[Input data]:
━━━

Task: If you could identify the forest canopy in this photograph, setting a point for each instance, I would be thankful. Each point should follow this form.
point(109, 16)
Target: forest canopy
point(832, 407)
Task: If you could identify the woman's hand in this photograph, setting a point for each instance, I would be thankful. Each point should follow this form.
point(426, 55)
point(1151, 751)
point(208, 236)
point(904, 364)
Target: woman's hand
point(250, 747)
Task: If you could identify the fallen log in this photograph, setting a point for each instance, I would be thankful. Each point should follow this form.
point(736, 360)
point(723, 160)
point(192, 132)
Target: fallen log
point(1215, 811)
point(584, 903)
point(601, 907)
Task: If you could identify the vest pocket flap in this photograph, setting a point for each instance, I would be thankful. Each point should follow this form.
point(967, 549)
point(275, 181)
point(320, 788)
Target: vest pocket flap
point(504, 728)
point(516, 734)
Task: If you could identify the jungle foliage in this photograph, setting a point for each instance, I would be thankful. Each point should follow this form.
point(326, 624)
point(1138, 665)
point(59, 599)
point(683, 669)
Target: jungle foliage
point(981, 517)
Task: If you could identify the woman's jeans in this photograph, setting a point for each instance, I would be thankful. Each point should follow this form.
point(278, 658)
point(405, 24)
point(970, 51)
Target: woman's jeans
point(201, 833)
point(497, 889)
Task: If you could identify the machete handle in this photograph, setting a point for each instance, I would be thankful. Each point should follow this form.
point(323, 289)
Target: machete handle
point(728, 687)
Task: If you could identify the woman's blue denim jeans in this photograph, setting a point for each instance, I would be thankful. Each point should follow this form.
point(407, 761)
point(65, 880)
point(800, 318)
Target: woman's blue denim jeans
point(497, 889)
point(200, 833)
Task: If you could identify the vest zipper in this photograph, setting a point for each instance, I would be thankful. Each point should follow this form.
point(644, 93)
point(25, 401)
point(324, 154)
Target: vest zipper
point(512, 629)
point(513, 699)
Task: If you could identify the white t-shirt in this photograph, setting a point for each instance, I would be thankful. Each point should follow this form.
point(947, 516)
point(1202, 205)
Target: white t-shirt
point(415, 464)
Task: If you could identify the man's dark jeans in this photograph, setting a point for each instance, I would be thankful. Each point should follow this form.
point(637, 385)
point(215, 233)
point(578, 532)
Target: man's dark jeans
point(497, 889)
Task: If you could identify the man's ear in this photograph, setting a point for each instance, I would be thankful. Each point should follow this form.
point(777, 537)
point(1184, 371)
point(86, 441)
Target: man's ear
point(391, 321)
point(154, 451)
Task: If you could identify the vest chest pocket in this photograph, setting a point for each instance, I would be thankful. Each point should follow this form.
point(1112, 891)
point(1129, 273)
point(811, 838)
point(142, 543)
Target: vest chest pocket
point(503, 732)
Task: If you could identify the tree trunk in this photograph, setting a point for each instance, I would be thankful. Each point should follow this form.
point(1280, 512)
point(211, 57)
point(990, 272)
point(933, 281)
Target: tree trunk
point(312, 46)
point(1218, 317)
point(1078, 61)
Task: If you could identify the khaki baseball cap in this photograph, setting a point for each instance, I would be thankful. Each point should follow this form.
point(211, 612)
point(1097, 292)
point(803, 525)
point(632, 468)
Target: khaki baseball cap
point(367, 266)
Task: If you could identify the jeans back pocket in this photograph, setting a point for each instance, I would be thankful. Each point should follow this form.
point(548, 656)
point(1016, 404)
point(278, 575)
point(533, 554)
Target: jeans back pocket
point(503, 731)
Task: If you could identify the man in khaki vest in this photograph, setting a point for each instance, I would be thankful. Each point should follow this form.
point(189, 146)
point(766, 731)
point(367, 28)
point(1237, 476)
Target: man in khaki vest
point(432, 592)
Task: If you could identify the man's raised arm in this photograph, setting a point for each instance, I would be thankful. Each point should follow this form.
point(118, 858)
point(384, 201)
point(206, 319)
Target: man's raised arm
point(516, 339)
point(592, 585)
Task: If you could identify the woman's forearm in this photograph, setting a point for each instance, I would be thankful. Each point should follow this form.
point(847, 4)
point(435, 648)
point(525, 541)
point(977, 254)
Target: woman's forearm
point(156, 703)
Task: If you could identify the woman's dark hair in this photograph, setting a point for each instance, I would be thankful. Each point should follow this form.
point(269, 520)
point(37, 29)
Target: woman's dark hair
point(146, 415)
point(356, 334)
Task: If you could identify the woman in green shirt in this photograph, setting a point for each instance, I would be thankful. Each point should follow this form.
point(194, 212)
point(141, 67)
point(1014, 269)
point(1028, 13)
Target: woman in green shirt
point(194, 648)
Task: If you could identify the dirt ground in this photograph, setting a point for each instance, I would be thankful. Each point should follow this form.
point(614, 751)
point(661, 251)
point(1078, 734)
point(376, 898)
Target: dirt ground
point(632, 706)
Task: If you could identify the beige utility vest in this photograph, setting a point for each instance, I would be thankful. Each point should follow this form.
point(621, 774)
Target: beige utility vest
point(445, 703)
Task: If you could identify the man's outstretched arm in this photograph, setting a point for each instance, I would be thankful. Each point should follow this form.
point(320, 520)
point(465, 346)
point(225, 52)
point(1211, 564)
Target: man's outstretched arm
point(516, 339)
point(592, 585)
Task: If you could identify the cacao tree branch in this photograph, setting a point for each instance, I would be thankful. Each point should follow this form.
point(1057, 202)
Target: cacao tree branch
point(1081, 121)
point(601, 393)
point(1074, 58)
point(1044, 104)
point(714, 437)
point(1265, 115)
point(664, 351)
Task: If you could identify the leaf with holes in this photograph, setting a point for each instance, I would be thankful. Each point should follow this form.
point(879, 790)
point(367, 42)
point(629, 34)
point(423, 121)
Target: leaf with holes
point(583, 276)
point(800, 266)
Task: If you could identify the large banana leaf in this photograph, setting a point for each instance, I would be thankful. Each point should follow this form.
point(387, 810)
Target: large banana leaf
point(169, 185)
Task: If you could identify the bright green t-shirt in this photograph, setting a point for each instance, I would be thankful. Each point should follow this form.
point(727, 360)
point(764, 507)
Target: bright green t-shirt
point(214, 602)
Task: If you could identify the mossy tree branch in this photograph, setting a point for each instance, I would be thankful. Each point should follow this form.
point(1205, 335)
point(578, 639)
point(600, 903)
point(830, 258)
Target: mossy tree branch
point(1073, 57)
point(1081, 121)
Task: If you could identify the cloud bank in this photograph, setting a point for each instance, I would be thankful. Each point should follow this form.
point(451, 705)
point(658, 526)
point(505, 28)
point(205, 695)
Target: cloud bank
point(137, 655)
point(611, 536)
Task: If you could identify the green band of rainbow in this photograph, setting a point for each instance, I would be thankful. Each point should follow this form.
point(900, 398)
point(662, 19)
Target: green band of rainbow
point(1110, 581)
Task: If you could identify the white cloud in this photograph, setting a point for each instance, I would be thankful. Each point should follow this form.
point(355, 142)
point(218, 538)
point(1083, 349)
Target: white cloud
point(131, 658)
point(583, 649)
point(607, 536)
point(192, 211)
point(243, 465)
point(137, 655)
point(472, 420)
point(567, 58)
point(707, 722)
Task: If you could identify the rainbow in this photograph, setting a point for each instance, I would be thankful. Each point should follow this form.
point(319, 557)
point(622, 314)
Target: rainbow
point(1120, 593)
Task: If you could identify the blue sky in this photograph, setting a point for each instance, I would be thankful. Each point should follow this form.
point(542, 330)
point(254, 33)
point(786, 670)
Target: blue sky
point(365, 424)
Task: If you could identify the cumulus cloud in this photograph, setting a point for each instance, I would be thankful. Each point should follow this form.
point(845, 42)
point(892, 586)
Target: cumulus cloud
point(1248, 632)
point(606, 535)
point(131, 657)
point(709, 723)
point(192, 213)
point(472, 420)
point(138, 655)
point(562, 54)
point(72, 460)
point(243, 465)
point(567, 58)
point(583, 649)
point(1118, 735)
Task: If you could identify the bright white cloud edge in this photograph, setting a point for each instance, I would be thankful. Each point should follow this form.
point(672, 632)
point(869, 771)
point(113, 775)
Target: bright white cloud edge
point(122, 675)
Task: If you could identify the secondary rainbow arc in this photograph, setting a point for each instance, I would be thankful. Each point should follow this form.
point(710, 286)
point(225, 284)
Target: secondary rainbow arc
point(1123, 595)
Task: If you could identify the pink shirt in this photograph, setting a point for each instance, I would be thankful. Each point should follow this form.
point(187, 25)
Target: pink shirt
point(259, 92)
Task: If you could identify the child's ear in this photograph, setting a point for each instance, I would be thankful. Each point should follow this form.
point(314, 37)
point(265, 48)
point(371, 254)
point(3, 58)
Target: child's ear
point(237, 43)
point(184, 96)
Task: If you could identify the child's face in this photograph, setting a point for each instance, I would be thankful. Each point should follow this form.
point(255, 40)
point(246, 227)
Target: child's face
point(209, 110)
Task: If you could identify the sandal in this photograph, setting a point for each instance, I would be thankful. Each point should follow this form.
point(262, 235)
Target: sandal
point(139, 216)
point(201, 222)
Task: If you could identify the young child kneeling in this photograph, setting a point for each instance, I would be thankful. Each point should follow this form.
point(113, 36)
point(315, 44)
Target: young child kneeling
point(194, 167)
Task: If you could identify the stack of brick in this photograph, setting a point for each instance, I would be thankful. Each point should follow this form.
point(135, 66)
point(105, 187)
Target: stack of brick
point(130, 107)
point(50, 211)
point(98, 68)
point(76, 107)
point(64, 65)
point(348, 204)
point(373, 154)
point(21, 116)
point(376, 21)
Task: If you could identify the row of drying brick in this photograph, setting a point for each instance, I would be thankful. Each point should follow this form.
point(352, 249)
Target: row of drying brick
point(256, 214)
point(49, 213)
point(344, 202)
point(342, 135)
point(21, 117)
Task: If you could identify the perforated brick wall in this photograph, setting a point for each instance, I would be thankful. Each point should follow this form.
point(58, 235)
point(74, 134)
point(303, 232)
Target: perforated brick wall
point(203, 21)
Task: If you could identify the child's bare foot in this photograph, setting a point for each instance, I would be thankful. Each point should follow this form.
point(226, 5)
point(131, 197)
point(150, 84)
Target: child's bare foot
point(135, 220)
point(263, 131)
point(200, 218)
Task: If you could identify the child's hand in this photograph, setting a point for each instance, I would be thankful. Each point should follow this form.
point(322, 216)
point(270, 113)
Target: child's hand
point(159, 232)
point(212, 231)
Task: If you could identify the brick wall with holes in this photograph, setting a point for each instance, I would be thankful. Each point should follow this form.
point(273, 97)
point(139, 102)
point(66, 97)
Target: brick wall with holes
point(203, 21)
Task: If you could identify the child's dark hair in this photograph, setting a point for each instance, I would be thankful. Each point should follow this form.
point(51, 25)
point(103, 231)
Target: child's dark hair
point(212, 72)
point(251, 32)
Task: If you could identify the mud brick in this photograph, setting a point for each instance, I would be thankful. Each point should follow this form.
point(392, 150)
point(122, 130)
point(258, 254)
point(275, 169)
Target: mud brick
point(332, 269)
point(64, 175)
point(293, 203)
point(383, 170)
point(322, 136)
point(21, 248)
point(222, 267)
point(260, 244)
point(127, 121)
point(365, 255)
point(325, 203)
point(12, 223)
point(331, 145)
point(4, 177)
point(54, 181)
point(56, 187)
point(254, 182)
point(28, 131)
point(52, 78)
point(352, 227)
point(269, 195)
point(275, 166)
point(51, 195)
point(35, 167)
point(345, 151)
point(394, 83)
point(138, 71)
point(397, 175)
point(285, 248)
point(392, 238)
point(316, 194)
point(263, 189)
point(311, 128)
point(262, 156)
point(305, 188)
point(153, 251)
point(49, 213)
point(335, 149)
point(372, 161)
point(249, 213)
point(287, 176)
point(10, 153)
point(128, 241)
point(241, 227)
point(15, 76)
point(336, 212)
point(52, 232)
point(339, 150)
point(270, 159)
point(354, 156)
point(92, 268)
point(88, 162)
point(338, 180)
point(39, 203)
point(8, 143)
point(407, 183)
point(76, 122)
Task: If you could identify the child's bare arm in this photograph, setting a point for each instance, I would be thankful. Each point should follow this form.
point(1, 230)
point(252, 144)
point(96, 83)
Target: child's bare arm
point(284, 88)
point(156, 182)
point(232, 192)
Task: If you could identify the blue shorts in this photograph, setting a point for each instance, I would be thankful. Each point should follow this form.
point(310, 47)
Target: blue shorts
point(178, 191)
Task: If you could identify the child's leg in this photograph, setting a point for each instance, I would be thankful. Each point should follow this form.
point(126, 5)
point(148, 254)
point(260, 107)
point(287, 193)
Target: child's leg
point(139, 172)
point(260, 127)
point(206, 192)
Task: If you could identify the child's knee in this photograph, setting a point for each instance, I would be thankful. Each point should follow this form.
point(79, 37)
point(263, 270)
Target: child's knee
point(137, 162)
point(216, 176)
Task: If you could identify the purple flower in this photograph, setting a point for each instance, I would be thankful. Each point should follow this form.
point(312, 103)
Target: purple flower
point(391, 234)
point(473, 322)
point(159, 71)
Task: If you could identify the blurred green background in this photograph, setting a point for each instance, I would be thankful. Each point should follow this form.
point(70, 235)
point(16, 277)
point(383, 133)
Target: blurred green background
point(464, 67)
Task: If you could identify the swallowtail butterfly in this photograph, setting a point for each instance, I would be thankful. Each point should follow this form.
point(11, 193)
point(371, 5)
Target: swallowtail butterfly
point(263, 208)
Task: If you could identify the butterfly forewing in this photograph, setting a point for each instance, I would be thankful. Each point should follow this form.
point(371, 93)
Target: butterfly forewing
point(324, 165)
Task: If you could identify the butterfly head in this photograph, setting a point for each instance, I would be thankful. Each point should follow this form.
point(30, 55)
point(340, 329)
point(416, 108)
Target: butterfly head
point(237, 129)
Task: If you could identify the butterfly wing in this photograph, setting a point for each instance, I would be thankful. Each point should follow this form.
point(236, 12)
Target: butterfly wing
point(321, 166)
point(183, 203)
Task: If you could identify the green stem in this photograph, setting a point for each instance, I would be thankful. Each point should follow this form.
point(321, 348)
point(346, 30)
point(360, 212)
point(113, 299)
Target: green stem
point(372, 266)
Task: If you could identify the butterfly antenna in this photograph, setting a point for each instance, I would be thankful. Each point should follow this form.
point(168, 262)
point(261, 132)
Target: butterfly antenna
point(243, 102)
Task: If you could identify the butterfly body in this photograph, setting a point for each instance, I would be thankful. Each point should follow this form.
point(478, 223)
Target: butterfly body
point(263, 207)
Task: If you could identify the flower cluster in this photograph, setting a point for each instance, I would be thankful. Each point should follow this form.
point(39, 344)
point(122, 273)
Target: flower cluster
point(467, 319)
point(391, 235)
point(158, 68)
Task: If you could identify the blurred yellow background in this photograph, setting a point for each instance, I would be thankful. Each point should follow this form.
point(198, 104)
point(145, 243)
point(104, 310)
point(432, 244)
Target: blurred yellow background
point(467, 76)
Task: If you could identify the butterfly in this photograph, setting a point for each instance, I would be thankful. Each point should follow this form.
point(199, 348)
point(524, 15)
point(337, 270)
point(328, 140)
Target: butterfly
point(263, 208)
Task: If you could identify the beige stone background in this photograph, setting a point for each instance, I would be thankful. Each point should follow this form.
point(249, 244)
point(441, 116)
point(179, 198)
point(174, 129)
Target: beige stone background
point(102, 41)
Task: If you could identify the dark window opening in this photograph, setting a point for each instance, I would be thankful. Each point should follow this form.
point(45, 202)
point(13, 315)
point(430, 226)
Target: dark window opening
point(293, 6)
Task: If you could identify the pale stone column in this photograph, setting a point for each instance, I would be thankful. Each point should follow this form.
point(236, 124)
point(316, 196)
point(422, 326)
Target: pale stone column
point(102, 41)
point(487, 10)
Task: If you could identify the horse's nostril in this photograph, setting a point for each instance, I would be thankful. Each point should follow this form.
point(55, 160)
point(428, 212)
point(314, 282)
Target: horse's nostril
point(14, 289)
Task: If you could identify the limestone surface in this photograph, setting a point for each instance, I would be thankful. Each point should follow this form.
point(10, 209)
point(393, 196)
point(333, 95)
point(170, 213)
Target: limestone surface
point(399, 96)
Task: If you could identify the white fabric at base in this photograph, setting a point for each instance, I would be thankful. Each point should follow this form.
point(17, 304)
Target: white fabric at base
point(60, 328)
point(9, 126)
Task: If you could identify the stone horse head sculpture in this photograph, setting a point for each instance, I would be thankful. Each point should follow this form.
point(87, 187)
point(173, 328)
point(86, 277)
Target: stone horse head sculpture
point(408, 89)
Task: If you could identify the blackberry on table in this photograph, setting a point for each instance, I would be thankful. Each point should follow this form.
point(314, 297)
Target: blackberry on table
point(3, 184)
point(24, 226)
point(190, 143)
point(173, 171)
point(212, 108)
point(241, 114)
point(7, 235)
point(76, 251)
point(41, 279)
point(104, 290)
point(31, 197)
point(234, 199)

━━━

[What needs to be done]: Retype nothing except the lines from the line holding "Task: If you could identify the limestone" through the last line of the entries, both included.

[Response to the task]:
Task: If you could identify the limestone surface in this photograph, setting a point for each instance, I would be thankful. Each point should follow this form.
point(10, 209)
point(393, 196)
point(333, 95)
point(170, 213)
Target: limestone surface
point(399, 96)
Task: If you could identify the white fabric at base in this photograph, setting a point for each instance, I would be thankful. Each point should follow this form.
point(17, 304)
Target: white fabric at base
point(60, 328)
point(9, 126)
Task: If you could identify the stone horse head sculpture in this photograph, setting a point for each instance, I would be thankful. Each point should follow this form.
point(87, 187)
point(173, 328)
point(86, 277)
Target: stone horse head sculpture
point(408, 89)
Task: If you could identify the blackberry on table in this photograph, setting a point for each instance, I would be thankful. Each point should follow this form.
point(314, 297)
Target: blackberry on table
point(3, 184)
point(24, 226)
point(190, 143)
point(173, 171)
point(212, 108)
point(241, 114)
point(7, 235)
point(76, 251)
point(41, 279)
point(104, 290)
point(31, 197)
point(234, 199)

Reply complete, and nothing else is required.